- [Records for this task]:

============

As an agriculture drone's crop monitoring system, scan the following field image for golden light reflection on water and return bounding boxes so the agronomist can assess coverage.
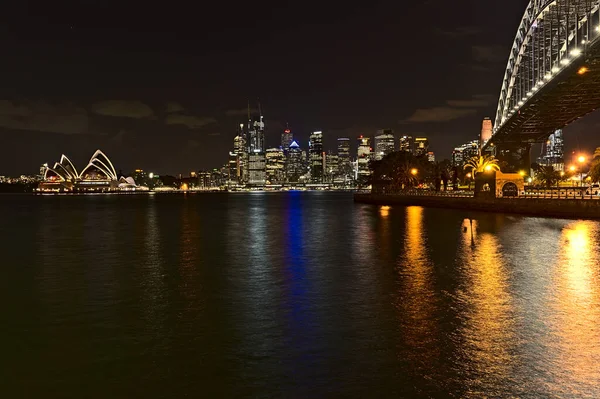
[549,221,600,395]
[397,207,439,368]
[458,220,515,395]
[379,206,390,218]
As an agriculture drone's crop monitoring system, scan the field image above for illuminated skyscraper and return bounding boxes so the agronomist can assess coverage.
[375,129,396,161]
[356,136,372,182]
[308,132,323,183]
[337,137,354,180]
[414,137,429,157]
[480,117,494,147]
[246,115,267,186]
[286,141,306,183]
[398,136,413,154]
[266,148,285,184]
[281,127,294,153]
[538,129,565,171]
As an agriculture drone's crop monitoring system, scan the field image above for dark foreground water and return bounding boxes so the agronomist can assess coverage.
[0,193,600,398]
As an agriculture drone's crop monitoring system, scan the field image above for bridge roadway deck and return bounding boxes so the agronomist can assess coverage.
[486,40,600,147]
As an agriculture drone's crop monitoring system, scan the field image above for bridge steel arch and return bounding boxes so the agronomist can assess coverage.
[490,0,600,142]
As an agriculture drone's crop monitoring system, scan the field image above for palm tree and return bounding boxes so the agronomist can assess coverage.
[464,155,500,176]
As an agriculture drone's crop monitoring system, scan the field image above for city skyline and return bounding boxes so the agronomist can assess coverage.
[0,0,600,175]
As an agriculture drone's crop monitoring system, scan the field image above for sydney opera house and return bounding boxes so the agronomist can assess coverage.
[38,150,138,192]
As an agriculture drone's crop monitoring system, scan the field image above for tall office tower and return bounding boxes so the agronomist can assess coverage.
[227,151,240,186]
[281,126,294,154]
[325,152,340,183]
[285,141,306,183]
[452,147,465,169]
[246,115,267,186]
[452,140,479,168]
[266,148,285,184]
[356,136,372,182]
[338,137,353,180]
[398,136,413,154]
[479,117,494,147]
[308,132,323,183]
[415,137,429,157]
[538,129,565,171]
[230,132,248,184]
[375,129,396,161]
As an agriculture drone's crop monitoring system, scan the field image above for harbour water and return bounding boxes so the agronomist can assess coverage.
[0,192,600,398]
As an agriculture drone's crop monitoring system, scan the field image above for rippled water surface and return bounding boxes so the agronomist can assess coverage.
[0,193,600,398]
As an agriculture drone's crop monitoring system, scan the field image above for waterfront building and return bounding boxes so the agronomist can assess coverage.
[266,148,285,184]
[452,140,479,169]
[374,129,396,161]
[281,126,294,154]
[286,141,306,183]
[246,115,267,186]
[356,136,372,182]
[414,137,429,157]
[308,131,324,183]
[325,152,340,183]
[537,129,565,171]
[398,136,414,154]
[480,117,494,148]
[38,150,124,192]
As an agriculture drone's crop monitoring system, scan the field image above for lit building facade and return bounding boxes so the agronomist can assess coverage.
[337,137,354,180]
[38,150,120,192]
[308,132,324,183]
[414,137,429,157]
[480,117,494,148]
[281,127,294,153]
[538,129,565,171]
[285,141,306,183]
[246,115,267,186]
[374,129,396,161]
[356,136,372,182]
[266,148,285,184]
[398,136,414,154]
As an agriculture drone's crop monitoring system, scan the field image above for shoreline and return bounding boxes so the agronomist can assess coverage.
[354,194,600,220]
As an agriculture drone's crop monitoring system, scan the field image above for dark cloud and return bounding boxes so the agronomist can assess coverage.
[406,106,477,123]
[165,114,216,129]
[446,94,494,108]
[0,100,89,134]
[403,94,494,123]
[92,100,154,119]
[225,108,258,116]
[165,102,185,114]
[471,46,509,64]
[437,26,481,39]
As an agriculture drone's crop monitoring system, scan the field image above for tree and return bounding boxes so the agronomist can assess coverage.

============

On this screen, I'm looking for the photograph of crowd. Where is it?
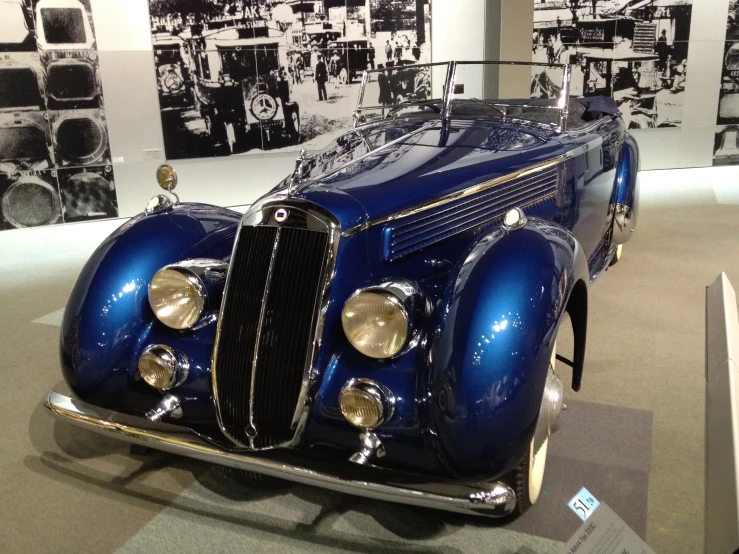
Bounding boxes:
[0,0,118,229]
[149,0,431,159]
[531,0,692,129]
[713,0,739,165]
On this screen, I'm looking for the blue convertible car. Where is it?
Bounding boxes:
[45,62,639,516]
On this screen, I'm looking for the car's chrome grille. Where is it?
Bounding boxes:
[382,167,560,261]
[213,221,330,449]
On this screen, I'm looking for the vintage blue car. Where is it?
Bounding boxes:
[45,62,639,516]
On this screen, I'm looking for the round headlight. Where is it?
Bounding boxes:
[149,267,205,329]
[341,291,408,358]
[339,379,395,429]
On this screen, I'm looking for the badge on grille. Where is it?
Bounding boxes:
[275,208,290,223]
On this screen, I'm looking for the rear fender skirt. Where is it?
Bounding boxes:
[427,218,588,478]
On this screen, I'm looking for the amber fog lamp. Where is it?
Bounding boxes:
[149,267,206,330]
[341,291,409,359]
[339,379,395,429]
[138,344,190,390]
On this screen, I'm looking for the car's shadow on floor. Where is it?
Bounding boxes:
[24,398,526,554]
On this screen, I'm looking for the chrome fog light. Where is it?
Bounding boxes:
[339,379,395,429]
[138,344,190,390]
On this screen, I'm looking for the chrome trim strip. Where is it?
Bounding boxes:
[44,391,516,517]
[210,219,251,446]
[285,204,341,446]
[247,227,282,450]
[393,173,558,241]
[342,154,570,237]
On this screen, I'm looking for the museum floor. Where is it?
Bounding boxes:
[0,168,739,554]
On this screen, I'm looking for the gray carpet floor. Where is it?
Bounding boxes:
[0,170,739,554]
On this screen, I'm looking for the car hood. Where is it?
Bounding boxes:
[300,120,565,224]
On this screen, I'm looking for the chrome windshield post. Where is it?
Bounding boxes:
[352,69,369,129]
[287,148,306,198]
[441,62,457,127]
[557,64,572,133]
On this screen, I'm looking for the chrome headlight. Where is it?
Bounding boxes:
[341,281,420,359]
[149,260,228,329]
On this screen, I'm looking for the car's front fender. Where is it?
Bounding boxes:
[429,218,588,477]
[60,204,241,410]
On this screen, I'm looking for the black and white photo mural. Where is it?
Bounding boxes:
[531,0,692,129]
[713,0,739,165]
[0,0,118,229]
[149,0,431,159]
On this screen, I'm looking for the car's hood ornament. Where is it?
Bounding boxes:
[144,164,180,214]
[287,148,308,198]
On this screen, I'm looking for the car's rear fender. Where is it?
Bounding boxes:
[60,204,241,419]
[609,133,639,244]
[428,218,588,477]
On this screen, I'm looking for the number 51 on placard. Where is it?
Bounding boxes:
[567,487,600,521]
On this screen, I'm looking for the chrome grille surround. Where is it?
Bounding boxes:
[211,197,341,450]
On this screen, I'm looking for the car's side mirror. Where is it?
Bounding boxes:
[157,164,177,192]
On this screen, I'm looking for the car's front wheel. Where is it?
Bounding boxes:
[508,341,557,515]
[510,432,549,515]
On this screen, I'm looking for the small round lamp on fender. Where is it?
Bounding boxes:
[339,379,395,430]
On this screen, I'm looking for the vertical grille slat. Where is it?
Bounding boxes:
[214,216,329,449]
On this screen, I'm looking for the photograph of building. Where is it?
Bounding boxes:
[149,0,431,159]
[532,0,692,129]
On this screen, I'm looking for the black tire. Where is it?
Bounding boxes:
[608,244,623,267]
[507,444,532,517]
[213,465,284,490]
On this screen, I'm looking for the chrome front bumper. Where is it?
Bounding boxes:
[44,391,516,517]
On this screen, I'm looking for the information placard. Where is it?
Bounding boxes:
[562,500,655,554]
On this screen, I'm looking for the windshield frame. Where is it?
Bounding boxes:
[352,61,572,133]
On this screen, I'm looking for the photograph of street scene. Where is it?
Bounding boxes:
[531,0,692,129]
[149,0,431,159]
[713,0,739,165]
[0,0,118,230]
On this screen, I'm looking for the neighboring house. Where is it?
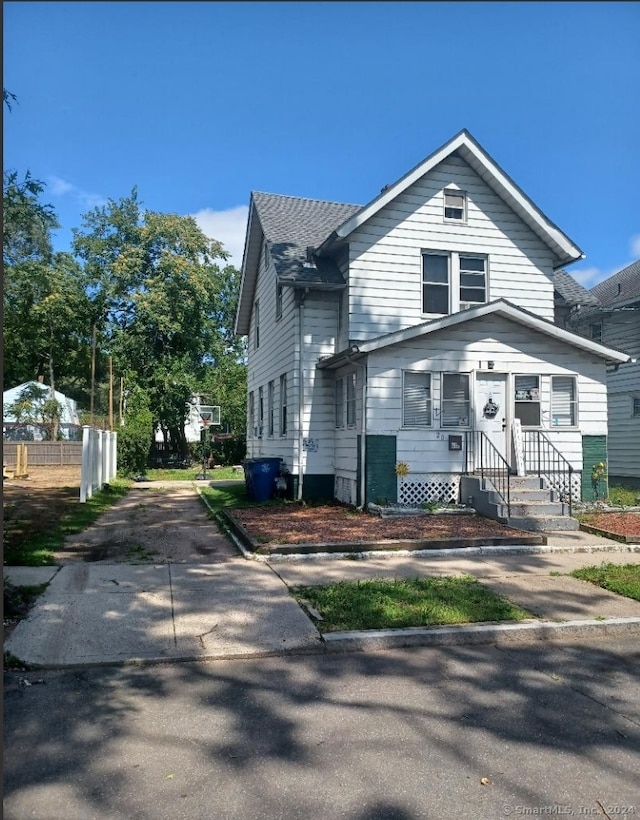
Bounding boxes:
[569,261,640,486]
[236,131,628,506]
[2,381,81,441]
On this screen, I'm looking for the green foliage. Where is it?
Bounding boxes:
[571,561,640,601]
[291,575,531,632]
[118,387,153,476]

============

- [Directions for this task]:
Can you arrange the material from the line with "On this screen, I'm looking for the car's front wheel." up to and including the line with "[118,387,153,476]" as a JSON list of strings, one string per line, with blank lines and the pictures left out?

- [Completed task]:
[
  "On this screen, I'm looking for the car's front wheel. Where is it?",
  "Bounding boxes:",
  "[508,341,557,515]",
  "[510,432,549,515]",
  "On this screen, I'm looking for the small round lamp on fender. Where is it?",
  "Bounding boxes:",
  "[339,379,395,430]",
  "On this screen, I'm looking for the vertical grille slat. Where is it?",
  "Bounding boxes:",
  "[214,216,329,449]",
  "On this screen, I'm looking for the photograph of building. Where is it?",
  "Bounding boxes:",
  "[149,0,431,159]",
  "[532,0,692,129]",
  "On this screen, I'm looking for the black tire. Where is it?",
  "Bounding boxes:",
  "[608,244,623,267]",
  "[507,444,532,517]",
  "[213,465,284,490]",
  "On this screen, I'm looking for the chrome front bumper. Where is it?",
  "Bounding boxes:",
  "[44,391,516,517]",
  "On this screen, I'm looking for the information placard. Where is it?",
  "Bounding boxes:",
  "[562,500,655,554]",
  "On this screen, I'm looking for the windshield frame. Where is it?",
  "Bounding boxes:",
  "[352,61,572,133]",
  "On this screen, I'm looking for the photograph of street scene. Where is it?",
  "Bounding boxes:",
  "[531,0,692,129]",
  "[149,0,431,159]",
  "[713,0,739,165]",
  "[0,0,118,230]",
  "On this screen, I'm looking for the neighboring house. Where is it?",
  "Bounding boxes:",
  "[569,261,640,486]",
  "[236,131,628,506]",
  "[2,381,81,441]",
  "On this screen, I'm looking for the green foliage. Where is it?",
  "Bounding boxes:",
  "[571,561,640,601]",
  "[291,575,531,632]",
  "[118,387,153,476]"
]